__Teks Bacaan__:
——————————

6 Oktober 2025. Disalin dari buku jurnalku, dengan modifikasi.
Entahlah, kebanyakan sosial media pada saat ini tengah berlomba-lomba untuk mendapatkan atensi dari para penggunanya agar bisa berlama-lama berada di sosial media ini
Semua mulai terasa semenjak Tiktok menguasai platform sosial media dengan formasi video berdurasi pendek. Kemudian, sosial media lain pun ikut mengadaptasi format video pendek vertikal dan menyajikan konten yang menyesuaikan "For You Pages" dengan konten tak terhingga yang kemudian terciptanya istilah doomscrolling. Hingga saat ini, aku masih belum tertarik untuk menginstal dan bermain Tiktok di gawaiku.
Tidak hanya Tiktok, beberapa sosial media lain pun mempunyai fitur serupa, seperti Facebook dan Instagram dengan reels, Youtube dengan Youtube Shorts, bahkan e-commerce pun menggunakan format yang serupa untuk meningkatkan penjualan mereka.
Apakah hanya video pendek saja yang dipermasalahkan? Tidak.
Beberapa sosial media, terutama dari META (Facebook dan Instagram) pun tak luput dari pengalih distraksi untuk fokus. Mungkin tak jarang juga, yang awalnya ingin mencari A, malah berujung membaca atau melihat konten yang lain.
Instagram, dengan konten flexing memamerkan segala hal. Mulai dari pencapaian, harta, hingga pengalaman yang menyenangkan dengan teman-teman. Aku sendiri sebenarnya tidak masalah dengan hal ini. Toh, sosial media orang ini. Orang-orang bebas memamerkan apa yang mereka mau. Aku bisa saja turut senang, dan menikmati update dari teman-temanku.
Namun, semakin kesini, semakin sedikit yang bisa kunikmati disini. Saat ini, Instagram banyak mensugestikan konten rage bait dari 'influencer', konten berita dengan formasi template dari 'homeless media' yang hanya memberikan click bait dengan foto yang kadang tidak relevan serta judul artikel segede gaban di bawah. Belum lagi para buzzer yang meramaikan komentar dan memperkeruh interaksi. Terkadang, aku cukup terganggu dengan fitur repost yang berada di linimasaku. Meskipun aku tidak bisa menghilangkan fitur repost dari para mutualku, untungnya di Instagram sendiri terdapat fitur menghilangkan suggested post yang terdapat di preferensi konten di linimasaku. Juga, Instagram bisa mengatur linimasa berdasarkan kronologikal waktu, meskipun terkadang ada post yang baru tiba di linimasaku setelah 1 hingga 2 minggu dipost.

——————————

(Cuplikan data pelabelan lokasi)
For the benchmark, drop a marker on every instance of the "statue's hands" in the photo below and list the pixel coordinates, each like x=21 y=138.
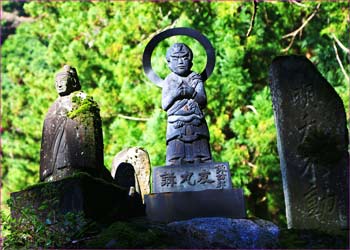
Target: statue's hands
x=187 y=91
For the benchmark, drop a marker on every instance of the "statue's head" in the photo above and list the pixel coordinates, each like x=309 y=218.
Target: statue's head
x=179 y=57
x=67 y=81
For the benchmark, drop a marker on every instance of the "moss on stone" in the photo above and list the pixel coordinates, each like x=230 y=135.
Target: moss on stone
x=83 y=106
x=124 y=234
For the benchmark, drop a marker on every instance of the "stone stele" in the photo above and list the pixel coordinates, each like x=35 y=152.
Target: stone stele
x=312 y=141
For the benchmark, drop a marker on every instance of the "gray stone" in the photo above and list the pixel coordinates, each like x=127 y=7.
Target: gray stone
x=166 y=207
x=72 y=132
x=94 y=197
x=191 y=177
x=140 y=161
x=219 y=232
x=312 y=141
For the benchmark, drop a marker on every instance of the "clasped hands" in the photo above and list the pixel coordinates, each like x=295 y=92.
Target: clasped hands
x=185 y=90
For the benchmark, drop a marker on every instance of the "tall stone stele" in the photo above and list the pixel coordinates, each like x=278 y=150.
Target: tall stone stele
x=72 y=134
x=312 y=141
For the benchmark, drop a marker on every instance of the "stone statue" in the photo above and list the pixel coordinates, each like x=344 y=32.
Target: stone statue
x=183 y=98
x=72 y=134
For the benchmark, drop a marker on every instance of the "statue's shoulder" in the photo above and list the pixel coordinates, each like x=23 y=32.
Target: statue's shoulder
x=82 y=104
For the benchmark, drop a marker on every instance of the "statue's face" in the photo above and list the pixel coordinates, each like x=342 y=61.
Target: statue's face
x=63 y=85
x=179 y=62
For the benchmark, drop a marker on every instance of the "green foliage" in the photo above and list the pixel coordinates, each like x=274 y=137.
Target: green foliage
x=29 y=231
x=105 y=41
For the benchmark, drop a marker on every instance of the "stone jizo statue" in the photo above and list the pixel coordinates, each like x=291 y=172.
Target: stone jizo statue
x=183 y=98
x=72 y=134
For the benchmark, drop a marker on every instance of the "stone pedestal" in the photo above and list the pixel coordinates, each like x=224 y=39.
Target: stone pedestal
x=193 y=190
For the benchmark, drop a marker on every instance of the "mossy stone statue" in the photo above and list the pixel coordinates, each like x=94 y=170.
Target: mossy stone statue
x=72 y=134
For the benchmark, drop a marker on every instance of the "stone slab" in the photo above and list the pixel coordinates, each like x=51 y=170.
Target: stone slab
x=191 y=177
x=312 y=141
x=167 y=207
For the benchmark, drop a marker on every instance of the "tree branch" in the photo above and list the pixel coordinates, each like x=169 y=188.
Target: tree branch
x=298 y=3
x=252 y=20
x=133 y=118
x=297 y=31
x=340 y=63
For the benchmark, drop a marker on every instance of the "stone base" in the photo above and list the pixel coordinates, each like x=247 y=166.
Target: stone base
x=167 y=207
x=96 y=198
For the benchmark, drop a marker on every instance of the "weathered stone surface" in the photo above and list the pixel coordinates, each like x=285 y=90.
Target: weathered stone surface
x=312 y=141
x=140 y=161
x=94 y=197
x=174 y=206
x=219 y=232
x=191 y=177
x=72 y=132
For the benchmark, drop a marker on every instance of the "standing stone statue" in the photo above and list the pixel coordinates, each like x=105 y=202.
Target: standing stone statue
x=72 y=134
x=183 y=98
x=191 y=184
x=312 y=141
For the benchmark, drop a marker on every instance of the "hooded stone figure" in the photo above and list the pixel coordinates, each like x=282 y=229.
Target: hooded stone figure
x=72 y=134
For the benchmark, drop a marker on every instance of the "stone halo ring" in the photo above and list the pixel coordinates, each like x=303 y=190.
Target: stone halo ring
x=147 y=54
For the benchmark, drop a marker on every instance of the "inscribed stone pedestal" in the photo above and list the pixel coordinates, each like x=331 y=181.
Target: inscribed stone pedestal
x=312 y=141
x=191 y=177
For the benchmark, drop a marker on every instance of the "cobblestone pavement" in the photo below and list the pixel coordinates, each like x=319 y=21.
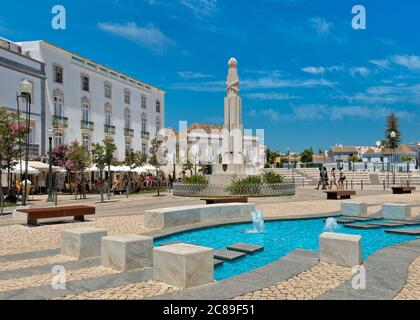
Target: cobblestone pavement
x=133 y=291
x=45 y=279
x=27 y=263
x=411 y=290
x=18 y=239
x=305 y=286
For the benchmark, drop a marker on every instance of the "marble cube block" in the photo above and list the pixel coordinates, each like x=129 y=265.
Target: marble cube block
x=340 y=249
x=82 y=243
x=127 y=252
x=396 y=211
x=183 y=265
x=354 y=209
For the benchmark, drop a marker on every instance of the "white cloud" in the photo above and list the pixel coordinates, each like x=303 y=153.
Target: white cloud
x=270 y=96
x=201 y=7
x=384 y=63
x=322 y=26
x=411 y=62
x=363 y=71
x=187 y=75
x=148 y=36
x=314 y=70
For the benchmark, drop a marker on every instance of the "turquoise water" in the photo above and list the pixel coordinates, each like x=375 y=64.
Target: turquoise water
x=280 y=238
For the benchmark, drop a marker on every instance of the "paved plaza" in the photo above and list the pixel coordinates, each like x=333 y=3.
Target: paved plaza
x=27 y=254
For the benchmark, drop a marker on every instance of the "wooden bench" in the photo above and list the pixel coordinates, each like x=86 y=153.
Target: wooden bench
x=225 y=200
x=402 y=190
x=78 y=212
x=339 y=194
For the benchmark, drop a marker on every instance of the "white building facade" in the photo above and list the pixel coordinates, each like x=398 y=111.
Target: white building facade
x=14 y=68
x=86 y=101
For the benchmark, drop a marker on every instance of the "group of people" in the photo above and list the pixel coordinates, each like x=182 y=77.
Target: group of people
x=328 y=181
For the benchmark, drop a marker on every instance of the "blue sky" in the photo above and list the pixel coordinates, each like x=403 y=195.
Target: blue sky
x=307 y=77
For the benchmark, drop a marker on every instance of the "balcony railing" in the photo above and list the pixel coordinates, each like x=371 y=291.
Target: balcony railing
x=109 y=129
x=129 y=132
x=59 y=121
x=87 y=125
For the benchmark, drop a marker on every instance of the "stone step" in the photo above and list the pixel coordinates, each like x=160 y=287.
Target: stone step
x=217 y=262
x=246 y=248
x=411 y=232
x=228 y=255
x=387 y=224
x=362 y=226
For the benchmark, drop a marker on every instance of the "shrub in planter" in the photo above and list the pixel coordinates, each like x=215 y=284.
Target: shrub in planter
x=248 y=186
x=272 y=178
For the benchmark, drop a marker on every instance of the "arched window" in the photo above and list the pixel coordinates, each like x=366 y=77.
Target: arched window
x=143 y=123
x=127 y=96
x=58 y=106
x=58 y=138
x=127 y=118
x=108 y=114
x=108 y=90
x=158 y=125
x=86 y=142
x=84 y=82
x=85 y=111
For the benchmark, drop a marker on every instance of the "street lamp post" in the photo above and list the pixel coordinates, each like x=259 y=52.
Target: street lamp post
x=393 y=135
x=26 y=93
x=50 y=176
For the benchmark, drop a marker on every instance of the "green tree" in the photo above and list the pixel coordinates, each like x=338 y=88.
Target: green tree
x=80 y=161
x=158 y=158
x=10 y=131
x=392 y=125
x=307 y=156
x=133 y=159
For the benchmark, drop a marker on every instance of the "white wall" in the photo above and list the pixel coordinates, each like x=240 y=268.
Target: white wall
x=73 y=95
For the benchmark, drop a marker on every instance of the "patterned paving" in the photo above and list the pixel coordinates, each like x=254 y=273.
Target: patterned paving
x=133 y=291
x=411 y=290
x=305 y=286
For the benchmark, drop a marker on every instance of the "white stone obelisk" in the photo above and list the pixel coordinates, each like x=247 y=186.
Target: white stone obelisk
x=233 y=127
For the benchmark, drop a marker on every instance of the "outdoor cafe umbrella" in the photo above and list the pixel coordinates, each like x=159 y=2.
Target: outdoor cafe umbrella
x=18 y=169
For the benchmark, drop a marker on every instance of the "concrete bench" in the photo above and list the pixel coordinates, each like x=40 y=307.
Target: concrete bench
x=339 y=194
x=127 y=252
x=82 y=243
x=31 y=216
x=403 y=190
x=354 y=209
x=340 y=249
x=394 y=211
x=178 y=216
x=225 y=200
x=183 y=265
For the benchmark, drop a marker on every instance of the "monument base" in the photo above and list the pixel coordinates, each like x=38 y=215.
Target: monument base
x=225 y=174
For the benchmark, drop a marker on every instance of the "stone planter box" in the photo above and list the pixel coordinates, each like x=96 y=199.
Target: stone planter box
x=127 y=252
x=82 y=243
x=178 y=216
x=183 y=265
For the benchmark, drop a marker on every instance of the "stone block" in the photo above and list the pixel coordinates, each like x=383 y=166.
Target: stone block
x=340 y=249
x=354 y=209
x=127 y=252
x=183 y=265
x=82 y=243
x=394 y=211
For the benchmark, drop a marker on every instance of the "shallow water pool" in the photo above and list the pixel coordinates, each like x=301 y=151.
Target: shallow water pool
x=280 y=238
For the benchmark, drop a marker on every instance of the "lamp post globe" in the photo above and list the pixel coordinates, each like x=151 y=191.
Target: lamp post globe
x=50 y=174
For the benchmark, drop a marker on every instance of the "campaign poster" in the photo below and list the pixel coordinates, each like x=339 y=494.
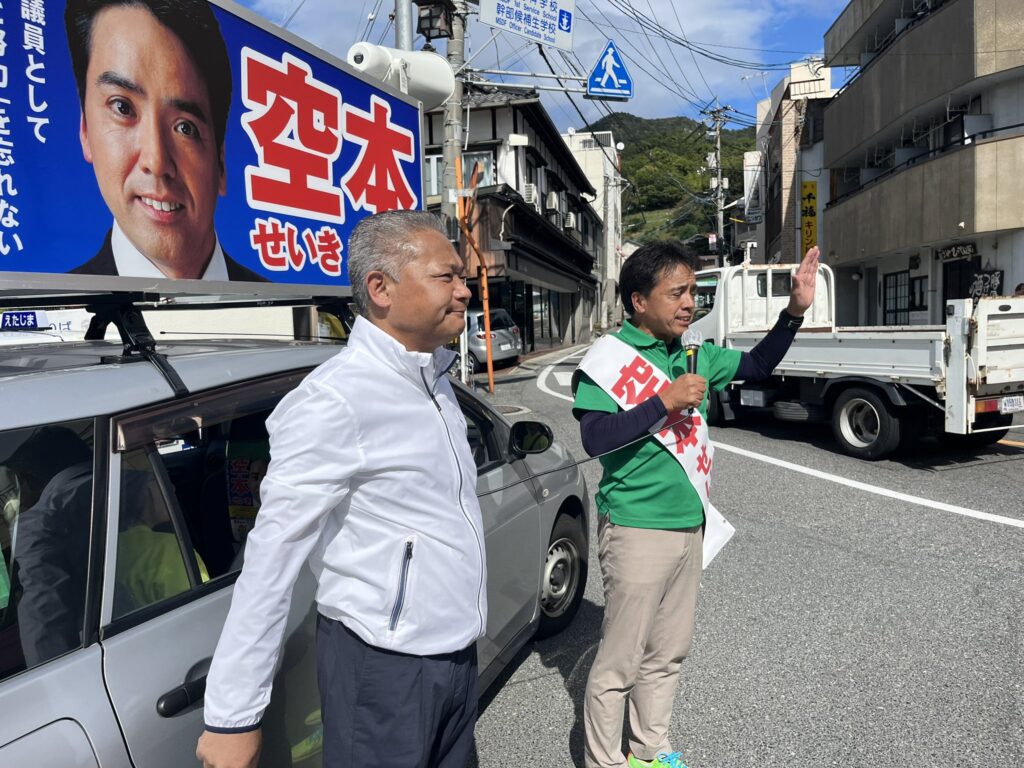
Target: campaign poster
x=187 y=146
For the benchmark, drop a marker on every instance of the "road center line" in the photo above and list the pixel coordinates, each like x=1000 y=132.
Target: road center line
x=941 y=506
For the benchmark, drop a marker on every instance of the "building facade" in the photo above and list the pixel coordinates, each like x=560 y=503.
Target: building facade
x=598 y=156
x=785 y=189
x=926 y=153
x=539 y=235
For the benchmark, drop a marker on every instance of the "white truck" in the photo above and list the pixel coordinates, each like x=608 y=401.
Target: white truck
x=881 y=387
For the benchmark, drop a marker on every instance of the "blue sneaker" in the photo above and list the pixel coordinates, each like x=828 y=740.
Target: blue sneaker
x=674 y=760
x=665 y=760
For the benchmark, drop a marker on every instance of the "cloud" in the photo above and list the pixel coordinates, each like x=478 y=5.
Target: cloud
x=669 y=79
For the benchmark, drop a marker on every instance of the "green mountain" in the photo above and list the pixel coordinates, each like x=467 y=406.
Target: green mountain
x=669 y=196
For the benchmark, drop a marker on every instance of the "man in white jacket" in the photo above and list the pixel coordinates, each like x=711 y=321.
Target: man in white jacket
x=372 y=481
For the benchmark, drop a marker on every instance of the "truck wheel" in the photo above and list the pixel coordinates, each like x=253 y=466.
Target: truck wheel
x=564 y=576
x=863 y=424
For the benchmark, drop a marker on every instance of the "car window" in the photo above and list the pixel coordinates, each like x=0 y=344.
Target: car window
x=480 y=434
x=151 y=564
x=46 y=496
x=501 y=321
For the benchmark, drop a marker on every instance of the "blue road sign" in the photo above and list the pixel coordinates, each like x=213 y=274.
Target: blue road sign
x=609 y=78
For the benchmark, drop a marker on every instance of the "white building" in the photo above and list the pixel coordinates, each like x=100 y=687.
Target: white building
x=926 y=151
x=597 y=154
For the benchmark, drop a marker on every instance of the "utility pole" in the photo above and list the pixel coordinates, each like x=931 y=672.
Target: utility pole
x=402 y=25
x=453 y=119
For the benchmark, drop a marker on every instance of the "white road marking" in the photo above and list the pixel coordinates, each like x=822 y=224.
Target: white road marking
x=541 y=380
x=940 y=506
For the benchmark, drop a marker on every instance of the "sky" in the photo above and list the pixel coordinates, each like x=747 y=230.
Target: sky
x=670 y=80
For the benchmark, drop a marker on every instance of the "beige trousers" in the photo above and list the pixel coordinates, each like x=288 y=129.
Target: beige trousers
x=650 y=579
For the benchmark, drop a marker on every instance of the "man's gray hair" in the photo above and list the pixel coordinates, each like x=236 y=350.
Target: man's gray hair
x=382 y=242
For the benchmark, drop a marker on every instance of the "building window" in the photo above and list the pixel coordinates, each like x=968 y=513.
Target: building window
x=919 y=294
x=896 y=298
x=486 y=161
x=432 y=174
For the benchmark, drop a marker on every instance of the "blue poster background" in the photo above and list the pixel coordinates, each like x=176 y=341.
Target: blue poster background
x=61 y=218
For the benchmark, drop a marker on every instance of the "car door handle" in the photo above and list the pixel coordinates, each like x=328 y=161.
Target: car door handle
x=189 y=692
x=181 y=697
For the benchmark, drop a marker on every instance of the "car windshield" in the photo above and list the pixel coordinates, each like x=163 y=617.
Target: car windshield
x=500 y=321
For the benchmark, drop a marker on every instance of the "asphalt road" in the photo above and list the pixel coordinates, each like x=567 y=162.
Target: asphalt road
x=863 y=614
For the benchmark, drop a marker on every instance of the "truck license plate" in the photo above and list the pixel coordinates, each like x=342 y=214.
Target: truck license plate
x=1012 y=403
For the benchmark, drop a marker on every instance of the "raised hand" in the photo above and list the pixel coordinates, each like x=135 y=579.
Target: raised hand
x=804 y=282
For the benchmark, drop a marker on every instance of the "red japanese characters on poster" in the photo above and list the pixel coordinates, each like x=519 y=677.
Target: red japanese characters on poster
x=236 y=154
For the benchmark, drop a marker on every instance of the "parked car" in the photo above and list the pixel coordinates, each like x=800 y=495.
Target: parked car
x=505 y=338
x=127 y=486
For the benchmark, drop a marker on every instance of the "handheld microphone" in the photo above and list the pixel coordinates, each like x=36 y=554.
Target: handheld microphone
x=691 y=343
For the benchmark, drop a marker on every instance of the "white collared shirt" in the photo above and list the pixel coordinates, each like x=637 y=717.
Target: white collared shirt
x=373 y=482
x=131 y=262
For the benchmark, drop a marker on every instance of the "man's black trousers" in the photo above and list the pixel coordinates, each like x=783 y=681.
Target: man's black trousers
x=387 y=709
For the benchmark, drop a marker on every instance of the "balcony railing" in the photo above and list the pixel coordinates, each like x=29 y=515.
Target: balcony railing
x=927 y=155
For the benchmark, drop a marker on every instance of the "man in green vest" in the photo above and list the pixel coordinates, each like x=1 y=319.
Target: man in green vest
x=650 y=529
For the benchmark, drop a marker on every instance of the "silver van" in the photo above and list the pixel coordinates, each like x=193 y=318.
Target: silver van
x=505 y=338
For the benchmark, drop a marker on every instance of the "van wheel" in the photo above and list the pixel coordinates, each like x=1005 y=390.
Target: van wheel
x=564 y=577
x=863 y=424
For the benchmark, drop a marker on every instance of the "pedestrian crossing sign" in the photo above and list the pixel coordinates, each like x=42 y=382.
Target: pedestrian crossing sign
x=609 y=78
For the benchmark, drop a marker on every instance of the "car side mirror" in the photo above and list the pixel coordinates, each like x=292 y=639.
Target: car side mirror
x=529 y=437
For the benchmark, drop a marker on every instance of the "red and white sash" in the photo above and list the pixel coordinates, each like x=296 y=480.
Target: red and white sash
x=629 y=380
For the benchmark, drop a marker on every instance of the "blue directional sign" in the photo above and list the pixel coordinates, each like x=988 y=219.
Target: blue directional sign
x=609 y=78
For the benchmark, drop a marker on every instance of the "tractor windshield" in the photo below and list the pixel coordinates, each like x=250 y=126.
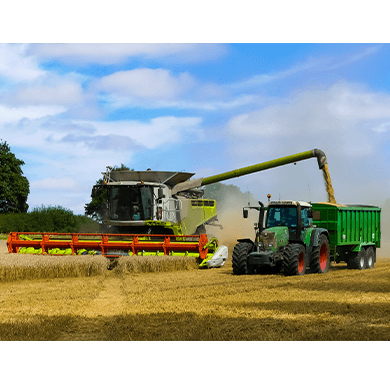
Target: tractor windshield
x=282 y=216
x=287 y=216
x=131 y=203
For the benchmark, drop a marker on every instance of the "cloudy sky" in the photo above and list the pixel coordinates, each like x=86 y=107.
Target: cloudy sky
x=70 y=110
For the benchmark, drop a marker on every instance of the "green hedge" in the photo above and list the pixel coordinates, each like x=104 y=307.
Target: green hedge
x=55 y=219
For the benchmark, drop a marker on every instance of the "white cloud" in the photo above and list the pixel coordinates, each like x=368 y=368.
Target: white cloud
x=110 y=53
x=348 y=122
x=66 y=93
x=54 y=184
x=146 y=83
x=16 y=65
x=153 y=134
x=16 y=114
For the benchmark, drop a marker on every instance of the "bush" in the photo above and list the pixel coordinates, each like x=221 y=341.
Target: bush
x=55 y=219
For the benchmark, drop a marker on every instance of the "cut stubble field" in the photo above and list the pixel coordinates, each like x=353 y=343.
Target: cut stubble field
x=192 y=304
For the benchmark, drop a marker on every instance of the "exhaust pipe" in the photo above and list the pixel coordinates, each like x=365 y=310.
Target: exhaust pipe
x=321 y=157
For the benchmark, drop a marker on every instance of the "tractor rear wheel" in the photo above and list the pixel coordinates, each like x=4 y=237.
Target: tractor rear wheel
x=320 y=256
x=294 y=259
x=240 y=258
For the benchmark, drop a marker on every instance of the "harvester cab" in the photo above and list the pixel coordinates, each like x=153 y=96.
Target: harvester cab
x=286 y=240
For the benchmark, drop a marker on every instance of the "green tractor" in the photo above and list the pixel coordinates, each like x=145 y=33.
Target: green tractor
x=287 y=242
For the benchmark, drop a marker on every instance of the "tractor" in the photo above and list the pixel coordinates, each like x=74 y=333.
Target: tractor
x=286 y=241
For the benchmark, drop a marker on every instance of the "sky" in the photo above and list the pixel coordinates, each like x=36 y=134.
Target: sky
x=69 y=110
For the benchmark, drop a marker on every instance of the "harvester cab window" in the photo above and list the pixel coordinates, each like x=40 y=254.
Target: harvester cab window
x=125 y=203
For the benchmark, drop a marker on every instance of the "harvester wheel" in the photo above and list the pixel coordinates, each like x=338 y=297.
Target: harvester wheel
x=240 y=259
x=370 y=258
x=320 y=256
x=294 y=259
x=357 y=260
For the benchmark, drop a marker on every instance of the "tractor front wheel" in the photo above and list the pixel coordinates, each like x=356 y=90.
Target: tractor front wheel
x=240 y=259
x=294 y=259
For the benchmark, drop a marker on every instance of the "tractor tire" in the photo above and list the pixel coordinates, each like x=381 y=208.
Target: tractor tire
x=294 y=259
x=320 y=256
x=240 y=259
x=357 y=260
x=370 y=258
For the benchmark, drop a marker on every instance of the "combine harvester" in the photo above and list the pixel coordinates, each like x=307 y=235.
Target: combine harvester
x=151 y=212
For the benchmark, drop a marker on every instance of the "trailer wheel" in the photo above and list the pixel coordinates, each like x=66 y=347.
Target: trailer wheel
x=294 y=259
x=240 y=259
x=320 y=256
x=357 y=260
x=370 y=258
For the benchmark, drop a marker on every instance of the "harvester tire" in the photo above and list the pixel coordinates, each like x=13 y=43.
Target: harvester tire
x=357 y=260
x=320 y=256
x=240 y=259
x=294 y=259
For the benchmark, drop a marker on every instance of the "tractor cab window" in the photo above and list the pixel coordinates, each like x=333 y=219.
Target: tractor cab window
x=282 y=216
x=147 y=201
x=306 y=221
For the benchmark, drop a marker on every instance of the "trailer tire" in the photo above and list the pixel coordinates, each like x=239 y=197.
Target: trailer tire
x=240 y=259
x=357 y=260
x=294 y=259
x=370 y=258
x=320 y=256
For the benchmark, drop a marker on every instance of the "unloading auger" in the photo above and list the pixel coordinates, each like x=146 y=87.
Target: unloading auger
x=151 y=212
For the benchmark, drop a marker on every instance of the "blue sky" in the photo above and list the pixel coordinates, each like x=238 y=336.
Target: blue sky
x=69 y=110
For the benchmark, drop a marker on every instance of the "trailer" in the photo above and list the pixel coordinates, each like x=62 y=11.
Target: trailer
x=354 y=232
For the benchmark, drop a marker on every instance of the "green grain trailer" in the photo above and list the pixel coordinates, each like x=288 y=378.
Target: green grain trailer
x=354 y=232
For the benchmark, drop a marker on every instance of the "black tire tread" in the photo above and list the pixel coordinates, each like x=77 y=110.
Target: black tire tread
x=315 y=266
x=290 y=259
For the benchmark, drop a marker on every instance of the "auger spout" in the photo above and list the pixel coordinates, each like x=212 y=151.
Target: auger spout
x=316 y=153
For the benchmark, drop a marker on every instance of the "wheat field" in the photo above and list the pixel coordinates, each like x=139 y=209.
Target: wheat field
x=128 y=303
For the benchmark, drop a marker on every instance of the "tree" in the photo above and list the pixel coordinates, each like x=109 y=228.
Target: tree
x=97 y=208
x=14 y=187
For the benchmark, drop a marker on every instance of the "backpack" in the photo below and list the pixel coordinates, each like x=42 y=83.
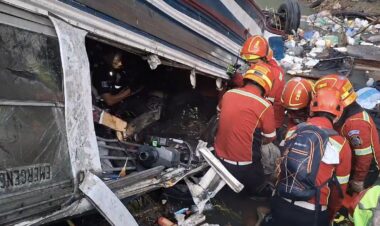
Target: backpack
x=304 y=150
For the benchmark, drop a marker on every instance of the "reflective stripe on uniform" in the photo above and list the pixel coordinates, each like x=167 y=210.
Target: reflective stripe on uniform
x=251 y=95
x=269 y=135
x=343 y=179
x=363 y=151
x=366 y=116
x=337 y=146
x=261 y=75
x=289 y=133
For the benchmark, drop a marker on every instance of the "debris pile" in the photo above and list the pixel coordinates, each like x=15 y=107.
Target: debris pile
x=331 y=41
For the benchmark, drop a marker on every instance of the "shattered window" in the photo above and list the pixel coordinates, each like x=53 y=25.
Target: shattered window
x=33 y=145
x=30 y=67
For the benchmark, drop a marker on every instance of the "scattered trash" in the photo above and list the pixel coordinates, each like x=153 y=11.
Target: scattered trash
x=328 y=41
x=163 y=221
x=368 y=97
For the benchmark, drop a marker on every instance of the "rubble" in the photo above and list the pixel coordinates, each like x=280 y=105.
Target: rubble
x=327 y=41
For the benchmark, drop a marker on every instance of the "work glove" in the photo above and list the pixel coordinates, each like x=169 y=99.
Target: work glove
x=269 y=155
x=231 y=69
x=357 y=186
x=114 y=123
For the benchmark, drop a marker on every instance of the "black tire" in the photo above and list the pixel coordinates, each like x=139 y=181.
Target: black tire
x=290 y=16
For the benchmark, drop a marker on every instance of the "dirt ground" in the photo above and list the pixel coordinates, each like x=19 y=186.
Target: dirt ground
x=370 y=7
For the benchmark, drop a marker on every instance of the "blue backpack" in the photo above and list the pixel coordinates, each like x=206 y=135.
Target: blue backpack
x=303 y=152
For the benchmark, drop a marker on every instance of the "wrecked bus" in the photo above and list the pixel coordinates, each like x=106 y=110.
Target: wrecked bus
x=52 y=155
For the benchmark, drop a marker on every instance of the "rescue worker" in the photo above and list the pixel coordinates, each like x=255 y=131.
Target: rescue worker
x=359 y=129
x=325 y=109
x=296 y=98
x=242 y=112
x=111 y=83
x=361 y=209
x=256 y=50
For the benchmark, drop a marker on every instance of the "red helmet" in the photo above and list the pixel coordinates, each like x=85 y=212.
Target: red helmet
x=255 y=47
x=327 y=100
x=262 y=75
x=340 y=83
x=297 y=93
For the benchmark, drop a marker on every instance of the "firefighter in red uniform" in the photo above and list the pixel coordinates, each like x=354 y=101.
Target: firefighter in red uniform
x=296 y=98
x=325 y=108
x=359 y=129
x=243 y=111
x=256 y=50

——————————

__Daftar Tugas__:
1 – Salin kembali bagian teks bacaan yang dimulai dari bagian yang memuat "Apakah hanya video" dan berhenti setelah "konten yang lain.". Ganti "distraksi" dengan "gangguan".
2 – Sebutkan semua platform media sosial yang disebut namanya dalam teks bacaan.

__Jawaban__:
1 –
Apakah hanya video pendek saja yang dipermasalahkan? Tidak.
Beberapa sosial media, terutama dari META (Facebook dan Instagram) pun tak luput dari pengalih gangguan untuk fokus. Mungkin tak jarang juga, yang awalnya ingin mencari A, malah berujung membaca atau melihat konten yang lain.

2 – Tiktok, Facebook, Instagram, Youtube